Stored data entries
○ ○ ○ ○

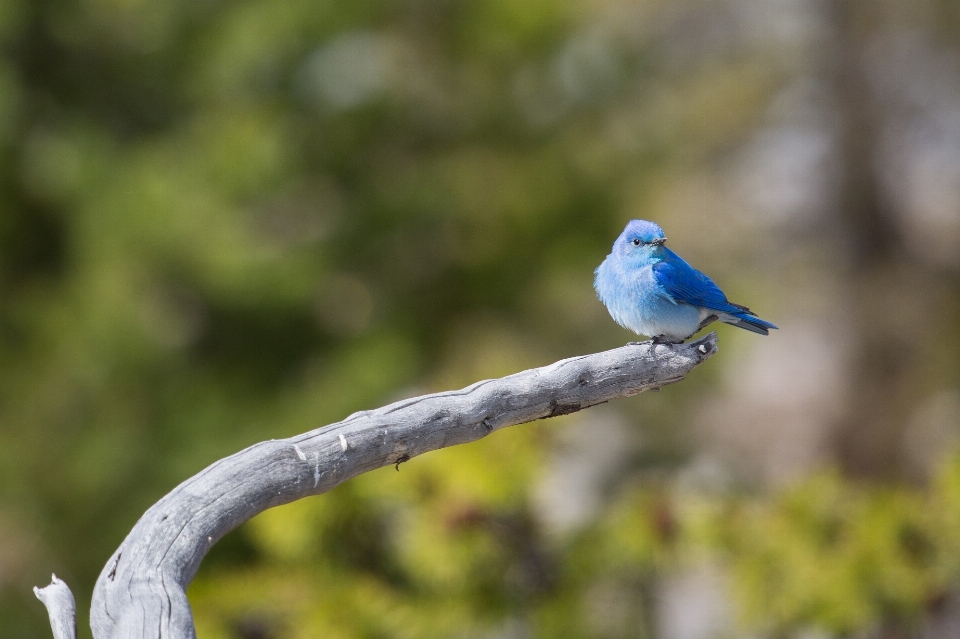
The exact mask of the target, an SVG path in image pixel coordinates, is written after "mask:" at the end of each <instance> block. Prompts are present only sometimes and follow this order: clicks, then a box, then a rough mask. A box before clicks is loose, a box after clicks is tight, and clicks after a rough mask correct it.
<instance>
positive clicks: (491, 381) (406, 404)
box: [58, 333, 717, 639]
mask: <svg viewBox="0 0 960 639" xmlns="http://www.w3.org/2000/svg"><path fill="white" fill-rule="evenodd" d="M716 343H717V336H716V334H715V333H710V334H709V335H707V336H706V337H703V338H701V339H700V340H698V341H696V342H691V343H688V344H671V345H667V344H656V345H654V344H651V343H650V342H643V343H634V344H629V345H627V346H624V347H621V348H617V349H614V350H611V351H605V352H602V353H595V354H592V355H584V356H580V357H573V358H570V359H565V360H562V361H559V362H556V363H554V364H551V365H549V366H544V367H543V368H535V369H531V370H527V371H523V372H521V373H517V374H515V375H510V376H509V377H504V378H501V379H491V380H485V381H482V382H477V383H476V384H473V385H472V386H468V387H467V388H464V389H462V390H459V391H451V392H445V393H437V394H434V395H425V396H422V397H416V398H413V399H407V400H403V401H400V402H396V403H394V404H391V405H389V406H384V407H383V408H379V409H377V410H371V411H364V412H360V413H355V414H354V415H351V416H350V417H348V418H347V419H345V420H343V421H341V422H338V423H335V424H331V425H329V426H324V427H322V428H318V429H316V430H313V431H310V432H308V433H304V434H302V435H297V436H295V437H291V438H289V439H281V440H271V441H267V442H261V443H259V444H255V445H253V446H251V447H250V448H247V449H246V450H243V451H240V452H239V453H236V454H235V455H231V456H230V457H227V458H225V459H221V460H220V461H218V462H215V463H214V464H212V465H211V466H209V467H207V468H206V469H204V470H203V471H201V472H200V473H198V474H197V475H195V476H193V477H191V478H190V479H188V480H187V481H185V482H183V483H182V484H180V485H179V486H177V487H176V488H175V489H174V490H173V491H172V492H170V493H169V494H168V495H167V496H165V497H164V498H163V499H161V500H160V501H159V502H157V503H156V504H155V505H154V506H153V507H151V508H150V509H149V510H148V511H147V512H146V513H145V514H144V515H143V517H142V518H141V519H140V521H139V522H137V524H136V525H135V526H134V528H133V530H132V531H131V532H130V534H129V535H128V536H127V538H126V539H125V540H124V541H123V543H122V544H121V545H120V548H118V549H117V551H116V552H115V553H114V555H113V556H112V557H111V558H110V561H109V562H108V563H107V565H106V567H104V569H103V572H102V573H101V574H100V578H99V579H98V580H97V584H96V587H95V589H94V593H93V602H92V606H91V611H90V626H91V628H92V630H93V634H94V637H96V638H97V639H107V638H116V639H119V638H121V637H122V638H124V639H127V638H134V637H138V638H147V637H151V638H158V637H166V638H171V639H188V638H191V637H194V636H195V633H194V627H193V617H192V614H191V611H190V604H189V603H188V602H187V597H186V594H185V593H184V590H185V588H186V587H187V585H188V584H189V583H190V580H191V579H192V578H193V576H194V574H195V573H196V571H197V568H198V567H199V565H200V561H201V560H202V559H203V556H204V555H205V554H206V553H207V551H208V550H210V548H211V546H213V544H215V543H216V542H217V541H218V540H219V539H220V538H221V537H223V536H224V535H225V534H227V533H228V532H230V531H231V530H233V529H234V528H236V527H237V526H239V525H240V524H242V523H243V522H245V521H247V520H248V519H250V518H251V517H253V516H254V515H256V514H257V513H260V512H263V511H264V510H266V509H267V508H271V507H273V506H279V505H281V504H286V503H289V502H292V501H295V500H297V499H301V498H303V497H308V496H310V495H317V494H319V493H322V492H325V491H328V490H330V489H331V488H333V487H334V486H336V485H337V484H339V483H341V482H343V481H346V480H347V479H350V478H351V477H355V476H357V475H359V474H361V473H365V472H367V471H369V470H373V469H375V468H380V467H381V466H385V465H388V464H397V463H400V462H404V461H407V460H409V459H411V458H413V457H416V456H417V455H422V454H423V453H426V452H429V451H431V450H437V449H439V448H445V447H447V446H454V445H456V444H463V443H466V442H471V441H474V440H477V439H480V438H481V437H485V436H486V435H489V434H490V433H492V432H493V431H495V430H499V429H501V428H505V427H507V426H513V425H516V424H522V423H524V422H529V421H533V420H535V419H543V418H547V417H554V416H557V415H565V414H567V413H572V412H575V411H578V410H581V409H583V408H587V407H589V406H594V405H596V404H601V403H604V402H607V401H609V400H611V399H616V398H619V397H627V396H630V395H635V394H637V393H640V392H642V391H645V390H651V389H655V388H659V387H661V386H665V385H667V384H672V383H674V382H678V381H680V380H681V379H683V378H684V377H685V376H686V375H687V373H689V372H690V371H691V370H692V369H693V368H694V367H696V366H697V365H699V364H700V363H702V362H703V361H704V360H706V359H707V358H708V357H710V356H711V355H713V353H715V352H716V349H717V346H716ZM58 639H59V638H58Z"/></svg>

○ ○ ○ ○

Requirement
Output nothing but the entries above, exactly, once the pictures are removed.

Task response
The exact mask of the target, an SVG path in image pixel coordinates, is written after "mask:" at the end of each <instance> block. Prompts are present only sometimes and follow this order: clicks, then a box, then a rough mask. A box before clicks is loose, a box after clicks is tight, and clicks after a rough mask correct it.
<instance>
positive clicks: (491, 381) (406, 404)
box: [58, 333, 717, 639]
mask: <svg viewBox="0 0 960 639" xmlns="http://www.w3.org/2000/svg"><path fill="white" fill-rule="evenodd" d="M716 343H717V336H716V334H715V333H710V334H709V335H707V336H706V337H703V338H701V339H700V340H698V341H696V342H691V343H688V344H671V345H667V344H656V345H654V344H651V343H650V342H643V343H634V344H629V345H627V346H624V347H621V348H617V349H614V350H611V351H605V352H602V353H595V354H592V355H584V356H580V357H573V358H570V359H565V360H562V361H559V362H556V363H554V364H551V365H549V366H544V367H543V368H535V369H531V370H527V371H523V372H521V373H517V374H515V375H510V376H509V377H504V378H501V379H491V380H485V381H482V382H477V383H476V384H473V385H472V386H468V387H467V388H464V389H462V390H459V391H451V392H445V393H437V394H434V395H425V396H422V397H416V398H413V399H407V400H403V401H400V402H396V403H394V404H391V405H389V406H384V407H383V408H379V409H377V410H371V411H364V412H360V413H355V414H354V415H351V416H350V417H348V418H347V419H345V420H343V421H341V422H338V423H335V424H331V425H329V426H324V427H322V428H318V429H316V430H313V431H310V432H308V433H304V434H302V435H297V436H295V437H291V438H289V439H281V440H271V441H267V442H261V443H259V444H255V445H253V446H251V447H250V448H247V449H246V450H243V451H240V452H239V453H236V454H235V455H231V456H230V457H227V458H225V459H221V460H220V461H218V462H215V463H214V464H212V465H211V466H209V467H207V468H206V469H204V470H203V471H201V472H200V473H198V474H197V475H195V476H193V477H191V478H190V479H188V480H187V481H185V482H183V483H182V484H180V485H179V486H177V487H176V488H175V489H174V490H173V491H172V492H170V493H169V494H168V495H167V496H165V497H164V498H163V499H161V500H160V501H159V502H157V503H156V504H155V505H154V506H153V507H151V508H150V509H149V510H148V511H147V512H146V513H145V514H144V515H143V517H142V518H141V519H140V521H139V522H137V524H136V525H135V526H134V528H133V530H132V531H131V532H130V534H129V535H128V536H127V538H126V539H125V540H124V541H123V543H122V544H121V545H120V548H118V549H117V551H116V552H115V553H114V555H113V556H112V557H111V558H110V561H109V562H108V563H107V565H106V567H104V569H103V572H102V573H101V574H100V578H99V579H98V580H97V584H96V587H95V589H94V593H93V602H92V606H91V611H90V626H91V628H92V630H93V634H94V637H96V638H97V639H107V638H116V639H119V638H121V637H122V638H124V639H127V638H134V637H138V638H147V637H151V638H158V637H166V638H171V639H188V638H191V637H194V636H195V633H194V627H193V617H192V614H191V611H190V604H189V603H188V602H187V597H186V594H185V593H184V590H185V588H186V587H187V585H188V584H189V583H190V580H191V579H192V578H193V576H194V574H195V573H196V571H197V568H198V567H199V565H200V561H201V560H202V559H203V556H204V555H205V554H206V553H207V551H208V550H210V548H211V546H213V544H215V543H216V542H217V541H218V540H219V539H220V538H221V537H223V536H224V535H225V534H227V533H228V532H230V531H231V530H233V529H234V528H236V527H237V526H239V525H240V524H242V523H243V522H245V521H247V520H248V519H250V518H251V517H253V516H254V515H256V514H257V513H260V512H263V511H264V510H266V509H267V508H271V507H273V506H279V505H281V504H286V503H289V502H292V501H295V500H297V499H301V498H303V497H308V496H310V495H317V494H319V493H322V492H325V491H328V490H330V489H331V488H333V487H334V486H336V485H337V484H339V483H341V482H343V481H346V480H347V479H350V478H351V477H355V476H357V475H359V474H361V473H365V472H367V471H369V470H373V469H375V468H380V467H381V466H385V465H388V464H397V463H400V462H404V461H407V460H409V459H411V458H413V457H416V456H417V455H422V454H423V453H426V452H429V451H431V450H437V449H439V448H445V447H447V446H454V445H456V444H463V443H466V442H471V441H474V440H477V439H480V438H481V437H485V436H486V435H489V434H490V433H492V432H493V431H495V430H499V429H501V428H505V427H507V426H513V425H516V424H522V423H524V422H529V421H533V420H535V419H543V418H547V417H554V416H557V415H565V414H567V413H572V412H575V411H578V410H581V409H583V408H587V407H589V406H594V405H596V404H601V403H604V402H607V401H609V400H611V399H616V398H619V397H627V396H630V395H635V394H637V393H640V392H642V391H645V390H651V389H655V388H659V387H661V386H665V385H667V384H672V383H674V382H678V381H680V380H681V379H683V378H684V377H685V376H686V375H687V373H689V372H690V371H691V370H692V369H693V368H694V367H696V366H697V365H699V364H700V363H702V362H703V361H704V360H706V359H707V358H708V357H710V356H711V355H713V353H715V352H716V349H717V346H716ZM58 639H59V638H58Z"/></svg>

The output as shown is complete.